(Point labeling material)
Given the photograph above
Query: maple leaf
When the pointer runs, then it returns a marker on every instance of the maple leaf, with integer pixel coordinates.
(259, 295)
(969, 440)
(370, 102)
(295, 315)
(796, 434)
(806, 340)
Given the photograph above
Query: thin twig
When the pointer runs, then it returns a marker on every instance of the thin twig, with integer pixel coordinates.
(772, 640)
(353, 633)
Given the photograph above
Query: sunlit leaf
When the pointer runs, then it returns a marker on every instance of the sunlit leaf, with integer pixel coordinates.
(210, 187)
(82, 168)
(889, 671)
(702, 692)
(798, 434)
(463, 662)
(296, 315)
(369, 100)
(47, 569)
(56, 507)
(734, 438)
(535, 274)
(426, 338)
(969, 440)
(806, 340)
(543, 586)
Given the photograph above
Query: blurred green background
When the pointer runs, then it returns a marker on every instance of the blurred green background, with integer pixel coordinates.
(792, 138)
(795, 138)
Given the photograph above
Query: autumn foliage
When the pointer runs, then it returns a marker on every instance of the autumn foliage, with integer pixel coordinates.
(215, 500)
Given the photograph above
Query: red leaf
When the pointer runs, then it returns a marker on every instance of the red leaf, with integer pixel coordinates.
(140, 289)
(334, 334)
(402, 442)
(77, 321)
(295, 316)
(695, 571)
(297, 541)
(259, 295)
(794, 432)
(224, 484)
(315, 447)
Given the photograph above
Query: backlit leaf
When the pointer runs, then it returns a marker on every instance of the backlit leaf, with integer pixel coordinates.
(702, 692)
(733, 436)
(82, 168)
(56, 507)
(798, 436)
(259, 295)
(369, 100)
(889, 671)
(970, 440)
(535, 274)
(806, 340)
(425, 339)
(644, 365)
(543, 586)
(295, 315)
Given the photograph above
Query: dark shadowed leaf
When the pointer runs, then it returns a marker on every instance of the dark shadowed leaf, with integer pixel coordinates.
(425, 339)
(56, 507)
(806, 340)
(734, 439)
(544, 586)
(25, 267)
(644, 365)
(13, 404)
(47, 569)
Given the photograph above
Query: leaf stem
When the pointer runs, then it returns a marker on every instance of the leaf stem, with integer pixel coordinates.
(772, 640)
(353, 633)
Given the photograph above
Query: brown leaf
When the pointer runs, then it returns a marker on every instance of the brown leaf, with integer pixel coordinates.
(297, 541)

THE TASK | Collect every line in the material above that contains the string "stem". Case counts.

EXERCISE RESPONSE |
Query: leaf stem
When the pointer runs, then it returns a marker on every instance of the leaf stem, with integer pixel coordinates.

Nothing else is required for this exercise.